Non coal dispatchibles

analysis
gas
Author

David Leitch

Published

April 15, 2025

Origin walks the walk and grows dispatchible share significantly

Until recently Snowy Hydro had a close to 50% market share in the non coal dispatchible generation segment in the combined NSW-Vic-SA market.

Main table has been revised to include Snowy 2.0

I revised the main table in this note to include Snowy 2 which will I guess eventually be operational. If nothing else changed that would take Snowy’s share to 23%. I have left the text as originally published.

Origin Energy and Energy Australia were distant seconds with about 15% each and AGL also played in the market with 9%.

The battery revolution has already changed that dramatically and Origin with 24% of a 31 GW market is now closing in on Snowy’s 30% share. Snowy of course has completed a gas plant and is beavering away on the partially superseded before it commissions, Snowy 2 but its clear to me its ability to control the market is diminished.

============

• [Given problem]
Please say whether each statement agrees with the market-share analysis, answering yes or no and quoting the words of the analysis that decide it. 1. Origin Energy now holds 24% of a 31 GW market. 2. AGL previously held about 15% of the segment. 3. Snowy Hydro has completed a gas plant. The records that come next are separate material and have no connection to the market-share analysis.

• [Entries provided]
============

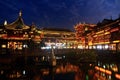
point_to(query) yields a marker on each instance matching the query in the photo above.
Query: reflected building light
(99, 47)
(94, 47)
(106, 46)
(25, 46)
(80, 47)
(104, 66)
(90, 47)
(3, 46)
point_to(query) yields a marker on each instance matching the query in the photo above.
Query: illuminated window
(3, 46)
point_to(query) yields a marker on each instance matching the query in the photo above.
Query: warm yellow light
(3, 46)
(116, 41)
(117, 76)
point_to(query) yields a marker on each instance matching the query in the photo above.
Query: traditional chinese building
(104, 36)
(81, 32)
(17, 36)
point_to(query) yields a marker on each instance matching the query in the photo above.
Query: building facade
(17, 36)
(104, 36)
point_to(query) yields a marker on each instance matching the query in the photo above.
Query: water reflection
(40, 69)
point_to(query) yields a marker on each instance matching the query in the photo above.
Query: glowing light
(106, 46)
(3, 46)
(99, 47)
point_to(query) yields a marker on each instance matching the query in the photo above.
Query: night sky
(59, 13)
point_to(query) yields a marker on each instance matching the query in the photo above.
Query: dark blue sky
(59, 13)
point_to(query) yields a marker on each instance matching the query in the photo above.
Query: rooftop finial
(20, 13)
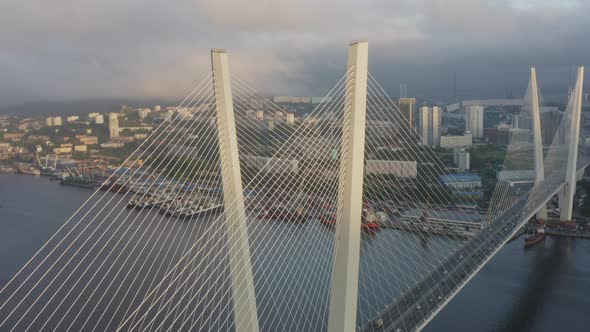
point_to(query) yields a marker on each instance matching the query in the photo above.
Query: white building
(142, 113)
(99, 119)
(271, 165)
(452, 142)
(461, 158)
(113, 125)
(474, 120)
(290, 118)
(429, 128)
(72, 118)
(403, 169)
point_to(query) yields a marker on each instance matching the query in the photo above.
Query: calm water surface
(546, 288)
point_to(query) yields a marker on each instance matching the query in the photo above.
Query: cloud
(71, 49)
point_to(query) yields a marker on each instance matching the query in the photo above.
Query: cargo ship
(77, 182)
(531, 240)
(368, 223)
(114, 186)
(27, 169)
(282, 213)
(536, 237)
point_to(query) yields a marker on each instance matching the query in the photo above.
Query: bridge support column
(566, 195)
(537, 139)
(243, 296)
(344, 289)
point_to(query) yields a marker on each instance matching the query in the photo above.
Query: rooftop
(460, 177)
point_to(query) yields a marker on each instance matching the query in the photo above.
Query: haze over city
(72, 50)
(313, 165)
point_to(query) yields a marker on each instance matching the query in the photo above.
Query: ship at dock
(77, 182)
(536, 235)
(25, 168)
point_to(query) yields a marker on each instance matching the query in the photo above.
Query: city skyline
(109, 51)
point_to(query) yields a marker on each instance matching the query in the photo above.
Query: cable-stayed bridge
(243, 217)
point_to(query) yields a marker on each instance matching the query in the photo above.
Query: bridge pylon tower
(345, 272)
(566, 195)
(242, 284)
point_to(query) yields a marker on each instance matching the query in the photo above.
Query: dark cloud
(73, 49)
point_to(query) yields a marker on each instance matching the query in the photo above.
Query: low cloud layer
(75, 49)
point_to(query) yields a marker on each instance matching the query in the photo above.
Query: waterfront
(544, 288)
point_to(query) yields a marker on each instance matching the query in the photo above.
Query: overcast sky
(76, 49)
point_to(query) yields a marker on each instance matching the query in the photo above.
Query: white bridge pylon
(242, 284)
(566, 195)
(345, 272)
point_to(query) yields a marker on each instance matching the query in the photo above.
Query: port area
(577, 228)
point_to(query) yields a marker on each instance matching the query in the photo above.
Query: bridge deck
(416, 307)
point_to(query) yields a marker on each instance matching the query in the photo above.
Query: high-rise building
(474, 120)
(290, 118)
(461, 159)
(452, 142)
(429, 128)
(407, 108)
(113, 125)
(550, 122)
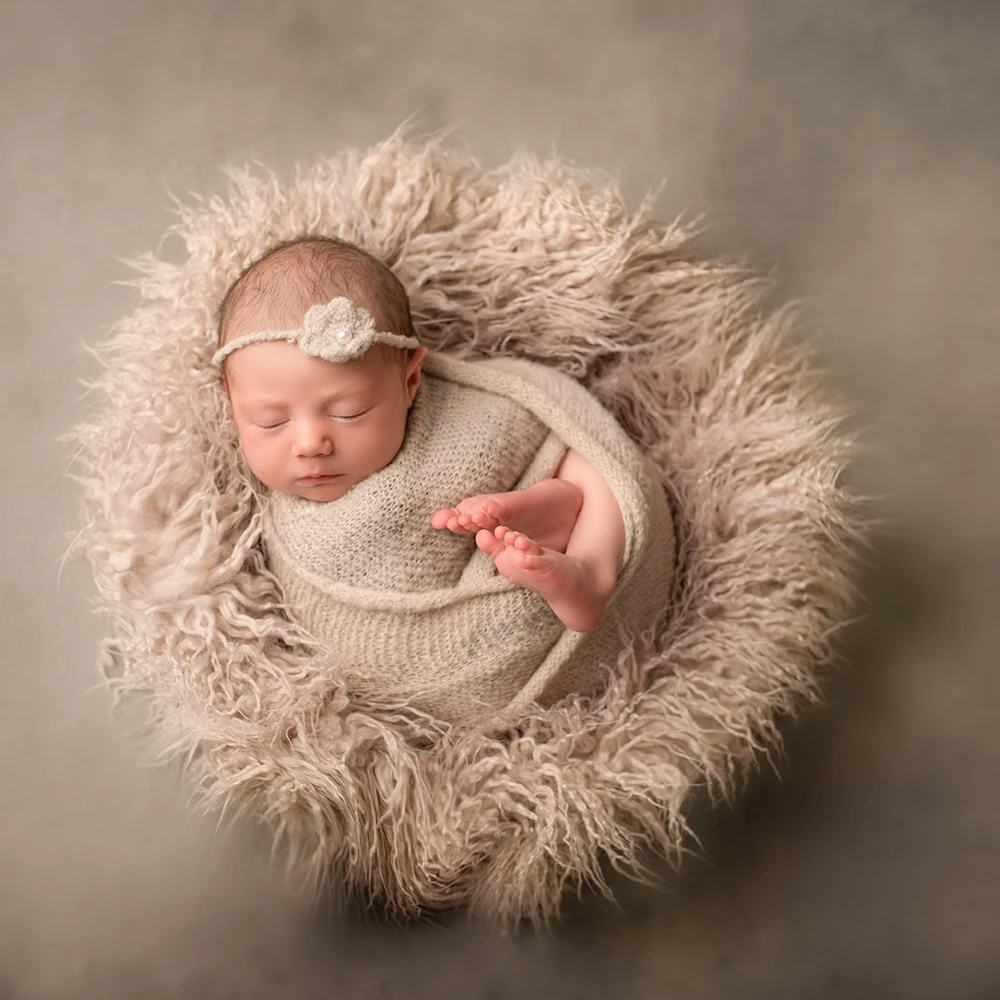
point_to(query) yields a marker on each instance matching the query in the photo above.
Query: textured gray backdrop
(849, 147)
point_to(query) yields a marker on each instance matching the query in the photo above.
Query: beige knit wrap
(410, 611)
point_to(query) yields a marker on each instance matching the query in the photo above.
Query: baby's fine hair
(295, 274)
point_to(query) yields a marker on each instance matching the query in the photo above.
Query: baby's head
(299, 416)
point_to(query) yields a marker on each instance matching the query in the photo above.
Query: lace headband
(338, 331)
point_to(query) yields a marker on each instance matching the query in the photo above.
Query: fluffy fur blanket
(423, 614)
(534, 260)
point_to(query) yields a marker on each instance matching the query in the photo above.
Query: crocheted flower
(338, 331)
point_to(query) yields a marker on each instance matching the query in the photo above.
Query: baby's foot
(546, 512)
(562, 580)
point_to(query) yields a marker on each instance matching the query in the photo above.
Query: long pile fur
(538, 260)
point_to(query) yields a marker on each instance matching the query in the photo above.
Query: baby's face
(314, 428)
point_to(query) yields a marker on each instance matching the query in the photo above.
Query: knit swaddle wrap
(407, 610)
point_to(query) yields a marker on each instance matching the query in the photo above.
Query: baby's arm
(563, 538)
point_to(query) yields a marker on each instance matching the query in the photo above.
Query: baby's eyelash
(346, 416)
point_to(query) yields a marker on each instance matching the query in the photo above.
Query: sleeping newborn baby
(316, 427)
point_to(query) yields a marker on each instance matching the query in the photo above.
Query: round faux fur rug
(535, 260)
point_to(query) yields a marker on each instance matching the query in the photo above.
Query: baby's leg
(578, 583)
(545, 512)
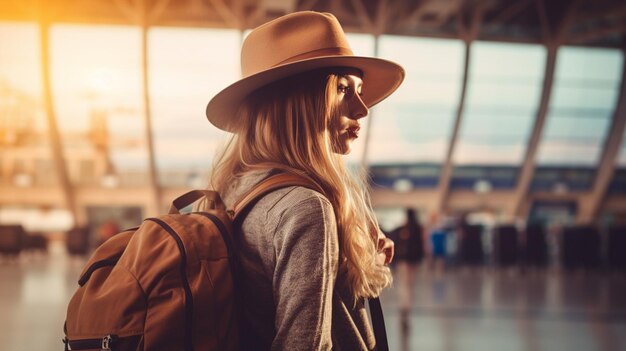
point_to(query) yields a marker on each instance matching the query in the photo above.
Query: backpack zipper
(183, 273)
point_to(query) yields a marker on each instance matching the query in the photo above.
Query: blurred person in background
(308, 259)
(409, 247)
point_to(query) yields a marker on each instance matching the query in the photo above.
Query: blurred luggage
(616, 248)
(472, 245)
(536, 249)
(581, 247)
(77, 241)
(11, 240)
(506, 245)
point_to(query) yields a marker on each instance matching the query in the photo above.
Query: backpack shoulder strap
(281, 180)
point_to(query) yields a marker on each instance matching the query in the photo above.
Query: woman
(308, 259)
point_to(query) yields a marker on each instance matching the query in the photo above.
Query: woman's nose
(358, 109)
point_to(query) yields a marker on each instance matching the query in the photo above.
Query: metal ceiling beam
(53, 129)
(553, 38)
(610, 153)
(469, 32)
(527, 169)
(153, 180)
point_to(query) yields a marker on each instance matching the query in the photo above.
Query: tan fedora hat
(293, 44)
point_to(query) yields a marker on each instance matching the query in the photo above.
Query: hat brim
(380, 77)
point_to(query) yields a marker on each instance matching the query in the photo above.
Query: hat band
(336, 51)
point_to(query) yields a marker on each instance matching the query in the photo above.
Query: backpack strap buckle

============

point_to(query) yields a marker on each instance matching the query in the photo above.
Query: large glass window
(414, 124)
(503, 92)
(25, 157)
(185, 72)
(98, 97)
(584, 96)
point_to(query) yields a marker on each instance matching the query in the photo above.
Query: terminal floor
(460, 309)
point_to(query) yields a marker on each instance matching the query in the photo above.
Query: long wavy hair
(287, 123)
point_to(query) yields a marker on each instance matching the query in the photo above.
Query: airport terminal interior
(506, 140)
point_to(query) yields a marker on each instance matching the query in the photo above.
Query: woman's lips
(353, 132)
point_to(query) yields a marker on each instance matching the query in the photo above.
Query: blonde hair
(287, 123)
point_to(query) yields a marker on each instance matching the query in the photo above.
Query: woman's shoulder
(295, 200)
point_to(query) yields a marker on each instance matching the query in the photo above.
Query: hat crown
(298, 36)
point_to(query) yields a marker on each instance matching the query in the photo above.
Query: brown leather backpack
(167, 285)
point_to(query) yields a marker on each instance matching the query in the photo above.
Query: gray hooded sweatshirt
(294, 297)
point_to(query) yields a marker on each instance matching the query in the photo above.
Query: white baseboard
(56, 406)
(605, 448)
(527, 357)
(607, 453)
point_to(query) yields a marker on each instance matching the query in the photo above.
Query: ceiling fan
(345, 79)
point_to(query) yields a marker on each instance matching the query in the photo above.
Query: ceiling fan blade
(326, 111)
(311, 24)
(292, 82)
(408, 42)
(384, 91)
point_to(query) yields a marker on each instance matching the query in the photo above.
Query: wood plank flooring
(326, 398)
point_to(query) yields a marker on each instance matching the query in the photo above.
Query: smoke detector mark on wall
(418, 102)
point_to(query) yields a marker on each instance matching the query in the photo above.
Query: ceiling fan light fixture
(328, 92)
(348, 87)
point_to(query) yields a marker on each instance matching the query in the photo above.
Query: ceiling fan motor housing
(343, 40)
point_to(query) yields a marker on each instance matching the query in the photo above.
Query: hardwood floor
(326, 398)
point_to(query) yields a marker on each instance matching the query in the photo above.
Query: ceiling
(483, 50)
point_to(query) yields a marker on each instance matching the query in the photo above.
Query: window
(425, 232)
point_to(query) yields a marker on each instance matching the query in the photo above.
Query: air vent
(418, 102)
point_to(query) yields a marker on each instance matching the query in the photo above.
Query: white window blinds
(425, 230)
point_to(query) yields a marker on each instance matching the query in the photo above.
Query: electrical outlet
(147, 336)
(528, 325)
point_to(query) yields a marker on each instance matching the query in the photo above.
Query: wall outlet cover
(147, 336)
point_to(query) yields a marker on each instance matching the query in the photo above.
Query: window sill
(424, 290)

============

• [Response for this exercise]
1. Yes: "Origin with 24% of a 31 GW market"
2. No: "AGL also played in the market with 9%"
3. Yes: "Snowy of course has completed a gas plant"